Texto fornecido
>>
Mas o aceno de Trump pode ser inócuo diante das medidas da Agência de Proteção Ambiental (EPA), que vem concedendo isenções da mistura obrigatória para pequenas refinarias de petróleo que alegam dificuldades em cumprir a legislação.

Existem nos EUA mais de 50 pequenas refinarias processando até 75 mil barris de petróleo por dia, incluindo algumas pertencentes à ExxonMobil e à Chevron. A Andeavor tem quatro pequenas refinarias. A isenção da EPA, que visa atenuar dificuldades financeiras, na prática significa que essas corporações economizam dezenas de milhões de dólares em relação ao que teriam de gastar para cumprir o complexo sistema de créditos pelo uso do etanol.
<<
Enunciado 1
Indique se cada afirmação abaixo está de acordo com o texto sobre as isenções da EPA, respondendo sim ou não e citando as palavras do texto que decidem a questão.
(a) A EPA vem concedendo isenções da mistura obrigatória a pequenas refinarias de petróleo.
(b) A Andeavor tem cinco pequenas refinarias.
(c) Nenhuma das pequenas refinarias dos EUA pertence à ExxonMobil.
Enunciado 2
Responda às perguntas abaixo com base no texto sobre as isenções da EPA.
(a) Qual órgão vem concedendo as isenções da mistura obrigatória?
(b) Quantas pequenas refinarias a Andeavor tem?
(c) Quanto essas corporações economizam, na prática, com a isenção?
Enunciado 3
Escreva a continuação do texto sobre as isenções da EPA às pequenas refinarias, a partir da última frase apresentada.

Trecho dos dados
>>
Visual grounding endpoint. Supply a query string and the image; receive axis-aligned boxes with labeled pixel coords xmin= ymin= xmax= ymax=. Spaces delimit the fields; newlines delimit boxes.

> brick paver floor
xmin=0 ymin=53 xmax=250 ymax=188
<<
Resposta 1
(a) Sim: "que vem concedendo isenções da mistura obrigatória para pequenas refinarias de petróleo"
(b) Não: "A Andeavor tem quatro pequenas refinarias."
(c) Não: "incluindo algumas pertencentes à ExxonMobil e à Chevron"

Resposta 2
(a) A Agência de Proteção Ambiental (EPA).
(b) Quatro.
(c) Dezenas de milhões de dólares.

Resposta 3
Porta dos fundos

“Será que o governo entende que essas companhias, que têm lucros de bilhões de dólares, estão enfrentando alguma dificuldade financeira?” – perguntaram Grassley e quatro outros senadores de estados do Meio-Oeste numa nota pública divulgada na quinta-feira. Eles acusaram o diretor da EPA, Scott Pruitt, e as petrolíferas de, mais uma vez, usar “a porta dos fundos para tentar destruir a política do Congresso de apoio aos combustíveis renováveis”.

O percentual de mistura de etanol na gasolina há muito tempo vem dividindo empresas, produtores rurais e grupos ambientais, jogando legisladores estaduais contra as grandes petrolíferas e levantando questões sobre reais custos e benefícios ambientais.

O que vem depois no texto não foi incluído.